-- Requirements --
Reproduce the stretch from the line containing "Tag one spot per instance of the traffic" through the end of the records, requests included. Multiply every x and y coordinate in the answers by 0.7, round each to a whole number with halves going up, and leave everything else unchanged.

[Records from a collection]
..............................

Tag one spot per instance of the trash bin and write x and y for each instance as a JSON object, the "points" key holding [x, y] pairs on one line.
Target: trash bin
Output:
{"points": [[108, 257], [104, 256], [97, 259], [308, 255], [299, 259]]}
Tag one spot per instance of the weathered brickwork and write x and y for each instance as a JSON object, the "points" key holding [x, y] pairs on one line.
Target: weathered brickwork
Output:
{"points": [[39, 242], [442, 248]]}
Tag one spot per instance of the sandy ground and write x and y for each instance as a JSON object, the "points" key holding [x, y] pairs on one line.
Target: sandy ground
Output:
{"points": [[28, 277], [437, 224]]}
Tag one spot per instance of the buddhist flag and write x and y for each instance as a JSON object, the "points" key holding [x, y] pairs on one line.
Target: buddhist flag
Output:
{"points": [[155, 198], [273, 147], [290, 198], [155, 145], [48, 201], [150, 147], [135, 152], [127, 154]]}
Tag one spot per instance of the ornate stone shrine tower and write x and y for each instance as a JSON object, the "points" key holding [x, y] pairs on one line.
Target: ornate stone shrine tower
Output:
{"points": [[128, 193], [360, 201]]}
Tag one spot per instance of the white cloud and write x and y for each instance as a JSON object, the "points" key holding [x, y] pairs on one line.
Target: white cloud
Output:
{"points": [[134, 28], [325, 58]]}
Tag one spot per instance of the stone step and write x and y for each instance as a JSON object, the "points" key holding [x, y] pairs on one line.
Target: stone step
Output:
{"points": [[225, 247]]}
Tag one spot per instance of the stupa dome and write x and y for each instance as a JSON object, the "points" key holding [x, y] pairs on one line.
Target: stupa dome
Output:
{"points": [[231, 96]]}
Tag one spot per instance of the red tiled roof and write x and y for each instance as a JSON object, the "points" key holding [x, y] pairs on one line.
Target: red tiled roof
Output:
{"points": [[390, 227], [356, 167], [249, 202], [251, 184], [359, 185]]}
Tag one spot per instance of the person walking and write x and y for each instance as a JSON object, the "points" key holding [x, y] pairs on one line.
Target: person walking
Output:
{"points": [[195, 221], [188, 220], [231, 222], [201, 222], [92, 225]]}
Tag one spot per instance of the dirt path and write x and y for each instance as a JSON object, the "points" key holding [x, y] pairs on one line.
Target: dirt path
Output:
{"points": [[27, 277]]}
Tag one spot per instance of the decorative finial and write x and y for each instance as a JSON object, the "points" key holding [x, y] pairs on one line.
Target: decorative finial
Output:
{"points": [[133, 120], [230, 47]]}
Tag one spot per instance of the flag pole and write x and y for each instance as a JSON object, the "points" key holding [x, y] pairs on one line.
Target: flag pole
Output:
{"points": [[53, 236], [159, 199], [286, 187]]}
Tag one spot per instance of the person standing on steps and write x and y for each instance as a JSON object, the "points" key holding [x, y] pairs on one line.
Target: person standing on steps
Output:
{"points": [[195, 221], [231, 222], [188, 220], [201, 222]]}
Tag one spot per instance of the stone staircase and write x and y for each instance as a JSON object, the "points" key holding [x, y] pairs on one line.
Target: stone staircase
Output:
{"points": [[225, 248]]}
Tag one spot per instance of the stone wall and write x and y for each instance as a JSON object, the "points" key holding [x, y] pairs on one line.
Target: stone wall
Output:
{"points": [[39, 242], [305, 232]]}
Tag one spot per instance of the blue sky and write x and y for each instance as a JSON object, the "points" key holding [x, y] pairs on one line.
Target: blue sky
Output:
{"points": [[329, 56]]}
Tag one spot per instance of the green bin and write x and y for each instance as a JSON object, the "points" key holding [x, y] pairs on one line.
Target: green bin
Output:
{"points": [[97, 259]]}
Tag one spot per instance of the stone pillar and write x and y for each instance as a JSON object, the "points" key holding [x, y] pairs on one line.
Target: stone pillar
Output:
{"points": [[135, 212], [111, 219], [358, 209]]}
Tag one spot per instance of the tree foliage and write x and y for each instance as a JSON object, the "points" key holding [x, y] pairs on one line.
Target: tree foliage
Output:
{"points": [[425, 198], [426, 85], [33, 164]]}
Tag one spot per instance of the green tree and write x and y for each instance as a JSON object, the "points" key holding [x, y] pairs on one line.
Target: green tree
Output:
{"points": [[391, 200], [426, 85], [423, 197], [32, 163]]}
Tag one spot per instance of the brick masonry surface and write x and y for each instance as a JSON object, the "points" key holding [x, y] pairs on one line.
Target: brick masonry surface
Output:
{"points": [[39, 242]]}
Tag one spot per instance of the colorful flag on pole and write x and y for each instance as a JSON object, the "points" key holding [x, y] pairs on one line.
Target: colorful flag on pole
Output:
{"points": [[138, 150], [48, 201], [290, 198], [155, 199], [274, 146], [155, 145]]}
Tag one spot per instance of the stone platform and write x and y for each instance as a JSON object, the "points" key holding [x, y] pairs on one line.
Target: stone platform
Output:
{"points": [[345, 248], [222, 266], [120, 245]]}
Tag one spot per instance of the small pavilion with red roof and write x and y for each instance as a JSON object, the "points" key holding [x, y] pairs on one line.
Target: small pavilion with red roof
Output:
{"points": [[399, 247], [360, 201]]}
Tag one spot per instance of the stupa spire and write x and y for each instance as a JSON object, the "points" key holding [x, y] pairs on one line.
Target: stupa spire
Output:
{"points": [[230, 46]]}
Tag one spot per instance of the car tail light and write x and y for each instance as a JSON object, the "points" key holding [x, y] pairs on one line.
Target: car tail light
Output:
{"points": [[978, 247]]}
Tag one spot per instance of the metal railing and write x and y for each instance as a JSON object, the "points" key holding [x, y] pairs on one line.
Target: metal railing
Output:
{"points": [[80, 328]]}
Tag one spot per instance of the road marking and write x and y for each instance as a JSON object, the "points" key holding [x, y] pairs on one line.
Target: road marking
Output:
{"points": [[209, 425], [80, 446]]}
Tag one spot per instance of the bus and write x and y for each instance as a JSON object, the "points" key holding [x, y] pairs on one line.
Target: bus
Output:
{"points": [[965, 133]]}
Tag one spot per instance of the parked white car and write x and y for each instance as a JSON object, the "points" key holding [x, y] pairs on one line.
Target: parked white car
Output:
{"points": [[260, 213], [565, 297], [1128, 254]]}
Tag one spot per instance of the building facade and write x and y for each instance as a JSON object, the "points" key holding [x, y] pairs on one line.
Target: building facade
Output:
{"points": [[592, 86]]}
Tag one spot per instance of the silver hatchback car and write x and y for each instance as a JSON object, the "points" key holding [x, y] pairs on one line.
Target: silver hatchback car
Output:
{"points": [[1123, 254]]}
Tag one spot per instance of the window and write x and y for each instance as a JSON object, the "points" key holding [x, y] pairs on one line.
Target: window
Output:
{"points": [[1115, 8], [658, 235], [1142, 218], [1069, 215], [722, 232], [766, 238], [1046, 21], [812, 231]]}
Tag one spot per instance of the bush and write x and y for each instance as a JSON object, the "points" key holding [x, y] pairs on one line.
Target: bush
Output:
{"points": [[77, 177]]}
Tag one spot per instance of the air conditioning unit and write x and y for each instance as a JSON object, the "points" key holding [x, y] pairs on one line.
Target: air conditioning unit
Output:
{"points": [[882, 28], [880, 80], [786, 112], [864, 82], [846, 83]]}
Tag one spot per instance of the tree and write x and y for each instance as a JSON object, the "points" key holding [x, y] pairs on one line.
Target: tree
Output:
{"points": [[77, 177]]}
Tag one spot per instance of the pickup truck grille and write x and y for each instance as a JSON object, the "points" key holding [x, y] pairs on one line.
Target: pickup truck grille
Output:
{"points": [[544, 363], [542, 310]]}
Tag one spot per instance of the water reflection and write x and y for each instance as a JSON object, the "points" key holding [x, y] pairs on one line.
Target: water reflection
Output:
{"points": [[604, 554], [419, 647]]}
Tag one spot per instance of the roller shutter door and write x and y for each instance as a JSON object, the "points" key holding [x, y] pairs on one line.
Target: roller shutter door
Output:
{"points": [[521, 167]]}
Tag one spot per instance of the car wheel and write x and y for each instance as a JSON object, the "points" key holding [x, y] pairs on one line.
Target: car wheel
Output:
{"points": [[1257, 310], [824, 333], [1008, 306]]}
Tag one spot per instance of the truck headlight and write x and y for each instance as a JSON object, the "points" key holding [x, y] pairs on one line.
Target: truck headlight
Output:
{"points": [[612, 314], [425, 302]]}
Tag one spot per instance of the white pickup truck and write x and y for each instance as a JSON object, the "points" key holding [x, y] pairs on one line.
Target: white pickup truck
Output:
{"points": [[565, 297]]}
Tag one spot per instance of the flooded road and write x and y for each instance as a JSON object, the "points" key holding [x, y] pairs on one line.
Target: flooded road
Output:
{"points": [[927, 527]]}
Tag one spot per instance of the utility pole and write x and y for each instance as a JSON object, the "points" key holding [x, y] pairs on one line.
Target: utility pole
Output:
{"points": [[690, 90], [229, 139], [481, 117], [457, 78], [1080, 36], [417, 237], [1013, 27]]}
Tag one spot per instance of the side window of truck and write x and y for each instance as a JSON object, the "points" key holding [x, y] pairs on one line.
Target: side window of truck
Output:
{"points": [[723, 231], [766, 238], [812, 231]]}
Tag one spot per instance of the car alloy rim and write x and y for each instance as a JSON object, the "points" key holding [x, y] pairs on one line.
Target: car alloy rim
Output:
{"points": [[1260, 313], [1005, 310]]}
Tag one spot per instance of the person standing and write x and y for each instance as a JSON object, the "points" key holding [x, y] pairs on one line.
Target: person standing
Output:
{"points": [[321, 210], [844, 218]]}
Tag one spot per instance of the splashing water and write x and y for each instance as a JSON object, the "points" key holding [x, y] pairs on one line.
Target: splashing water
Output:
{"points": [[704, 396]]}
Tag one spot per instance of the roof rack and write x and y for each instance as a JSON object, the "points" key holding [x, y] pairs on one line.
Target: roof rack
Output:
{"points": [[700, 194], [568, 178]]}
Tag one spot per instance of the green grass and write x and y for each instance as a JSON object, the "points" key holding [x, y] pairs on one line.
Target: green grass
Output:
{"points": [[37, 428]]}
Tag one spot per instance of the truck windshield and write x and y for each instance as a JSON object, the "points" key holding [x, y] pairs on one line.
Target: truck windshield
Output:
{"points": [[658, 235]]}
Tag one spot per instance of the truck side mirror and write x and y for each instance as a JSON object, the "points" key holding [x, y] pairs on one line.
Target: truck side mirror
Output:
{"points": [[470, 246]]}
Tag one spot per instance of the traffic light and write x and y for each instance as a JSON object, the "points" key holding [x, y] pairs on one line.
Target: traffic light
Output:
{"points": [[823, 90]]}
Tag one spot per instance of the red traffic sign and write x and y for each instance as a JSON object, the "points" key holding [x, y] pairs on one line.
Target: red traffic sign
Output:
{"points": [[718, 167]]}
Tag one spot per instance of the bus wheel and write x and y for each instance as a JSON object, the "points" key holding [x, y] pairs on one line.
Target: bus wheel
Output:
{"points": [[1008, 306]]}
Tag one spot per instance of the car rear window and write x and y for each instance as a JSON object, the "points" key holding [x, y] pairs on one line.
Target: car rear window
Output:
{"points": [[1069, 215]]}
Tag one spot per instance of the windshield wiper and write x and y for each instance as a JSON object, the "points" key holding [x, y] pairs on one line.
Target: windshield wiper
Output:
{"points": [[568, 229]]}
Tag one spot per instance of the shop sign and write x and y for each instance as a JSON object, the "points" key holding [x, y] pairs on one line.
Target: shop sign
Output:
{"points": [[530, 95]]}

..............................

-- Result for this task --
Tag one spot per instance of the traffic light and write x and y for each instance as a JSON object, the "points" key holding [x, y] pairs on one line.
Target: traffic light
Output:
{"points": [[576, 63]]}
Tag one spot per instance of the red traffic sign and write x and y for each instance as a JSON object, the "points" key holding [x, y] pairs on one line.
Target: red traffic sign
Output:
{"points": [[503, 117]]}
Tag one spot per instance of the bus wheel and write x and y for each instance as a JSON object, the "points" key holding [x, y] pairs on one line.
Target: bus wheel
Output:
{"points": [[706, 214]]}
Tag one spot per instance of the car rear window and write x and y for each instance as a JSON object, the "points" key holding [x, y] pairs on one line.
Target: car rear window
Output:
{"points": [[748, 151]]}
Tag one spot per instance of the windshield wiper and write x and y for each instance as a JSON object, the "points" key holding [x, y] pairs on one line.
Target: windshield wiper
Output:
{"points": [[398, 160]]}
Tag one spot per instance of the shop sign and write x and y for each instance as a JSON object, the "points" key holding [x, y] pairs on one line.
Target: shop sign
Output:
{"points": [[371, 67]]}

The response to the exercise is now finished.